**Short problem:**
Render the lines below as a numbered list, skipping any blank lines and leaving the pictures out.

**Records:**
* * * * *

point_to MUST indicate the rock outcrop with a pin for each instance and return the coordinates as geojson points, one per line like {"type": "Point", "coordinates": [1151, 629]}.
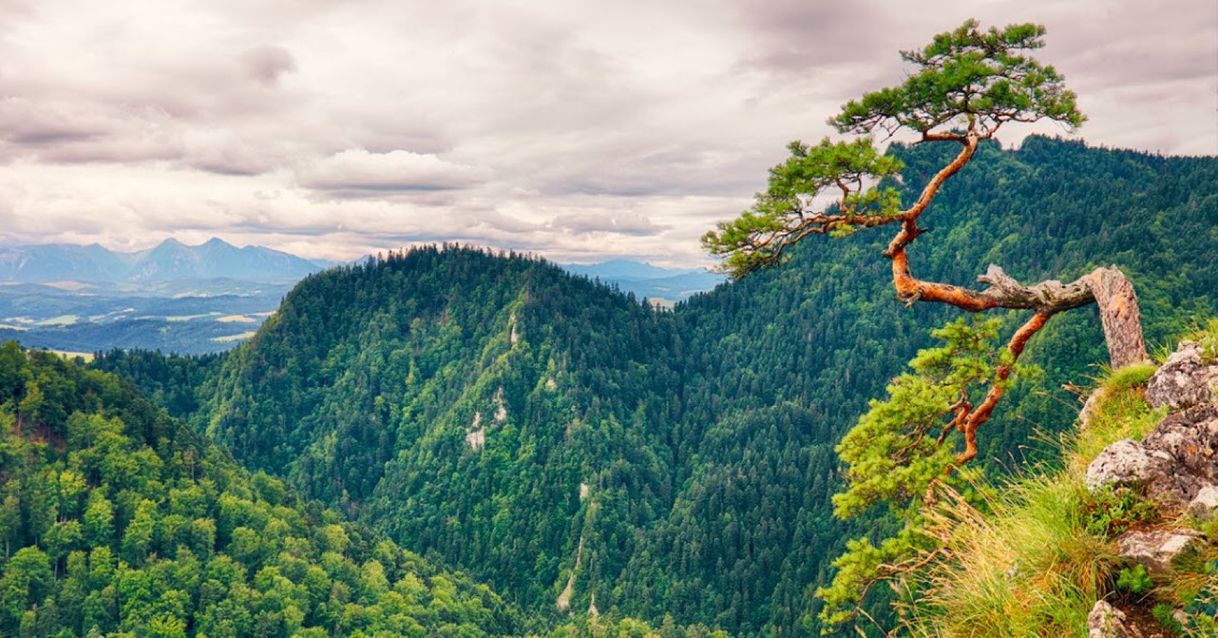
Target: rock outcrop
{"type": "Point", "coordinates": [1155, 549]}
{"type": "Point", "coordinates": [1184, 380]}
{"type": "Point", "coordinates": [1205, 505]}
{"type": "Point", "coordinates": [1106, 621]}
{"type": "Point", "coordinates": [1178, 459]}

* * * * *

**Task result:**
1. point_to MUST indicate the rock outcrop with a pin for each instance and return the coordinates as geojson points, one per line like {"type": "Point", "coordinates": [1151, 629]}.
2. Target: rock outcrop
3. {"type": "Point", "coordinates": [1155, 549]}
4. {"type": "Point", "coordinates": [1184, 380]}
5. {"type": "Point", "coordinates": [1205, 505]}
6. {"type": "Point", "coordinates": [1106, 621]}
7. {"type": "Point", "coordinates": [1178, 459]}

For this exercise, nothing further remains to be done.